DATASET EXTRACT:
BEGIN
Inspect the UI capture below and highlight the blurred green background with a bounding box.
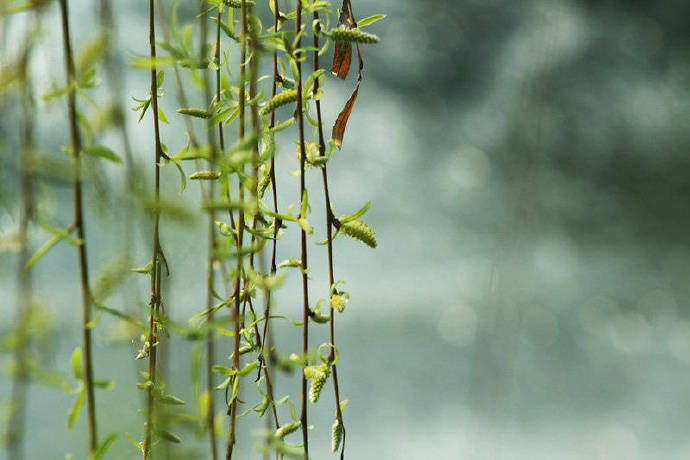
[0,0,690,460]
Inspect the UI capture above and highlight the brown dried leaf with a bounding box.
[331,81,359,148]
[331,0,354,80]
[331,0,364,148]
[331,41,352,80]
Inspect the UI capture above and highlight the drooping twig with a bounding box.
[295,0,309,458]
[143,0,162,454]
[221,0,247,460]
[313,6,345,458]
[60,0,98,457]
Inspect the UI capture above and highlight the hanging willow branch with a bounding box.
[142,0,162,454]
[60,0,98,457]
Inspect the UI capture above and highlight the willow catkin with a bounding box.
[223,0,254,9]
[331,294,345,313]
[340,220,377,248]
[189,171,220,180]
[304,364,331,404]
[260,89,297,116]
[177,107,212,118]
[328,26,379,45]
[331,420,343,452]
[275,422,302,439]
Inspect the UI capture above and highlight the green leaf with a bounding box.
[156,430,182,444]
[129,261,153,274]
[82,145,122,163]
[157,395,186,406]
[213,366,237,376]
[67,388,86,429]
[24,234,66,271]
[72,347,82,380]
[125,432,144,453]
[357,14,386,27]
[93,380,115,390]
[93,432,119,460]
[239,361,258,377]
[158,105,168,125]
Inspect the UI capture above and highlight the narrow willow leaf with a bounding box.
[67,388,86,429]
[156,430,182,444]
[93,380,115,390]
[156,394,185,406]
[129,262,153,275]
[213,366,237,377]
[278,257,302,268]
[93,432,120,460]
[125,432,144,453]
[24,235,66,271]
[72,347,82,380]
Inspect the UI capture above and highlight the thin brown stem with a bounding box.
[60,0,98,457]
[143,0,162,459]
[295,0,309,458]
[221,0,247,460]
[313,11,345,450]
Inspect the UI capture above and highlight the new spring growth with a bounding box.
[189,171,220,180]
[340,220,377,248]
[327,26,379,45]
[276,422,302,439]
[331,420,343,452]
[223,0,254,9]
[259,89,297,116]
[304,364,331,404]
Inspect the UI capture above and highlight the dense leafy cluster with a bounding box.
[0,0,383,459]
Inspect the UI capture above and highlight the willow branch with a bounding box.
[143,0,162,459]
[295,0,309,458]
[60,0,98,457]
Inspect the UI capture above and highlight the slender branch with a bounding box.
[313,11,345,451]
[225,0,247,460]
[295,0,309,458]
[60,0,98,457]
[143,0,162,459]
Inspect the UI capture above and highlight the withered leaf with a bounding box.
[331,0,364,148]
[331,41,352,80]
[331,0,354,80]
[331,81,359,148]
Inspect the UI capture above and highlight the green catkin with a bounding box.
[304,364,331,404]
[275,422,302,439]
[331,420,343,452]
[328,27,379,45]
[331,294,345,313]
[223,0,254,9]
[177,107,211,118]
[189,171,220,180]
[340,220,377,248]
[260,89,297,116]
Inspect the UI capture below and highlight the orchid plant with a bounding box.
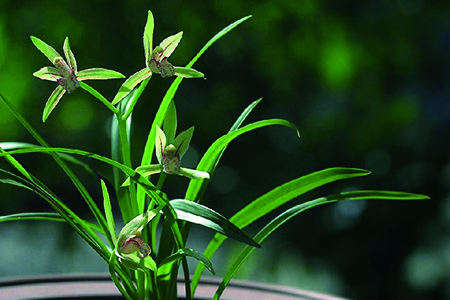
END
Count how many lines of the material above contain the word "brown", and reply with only that number.

EXPECTED ANSWER:
2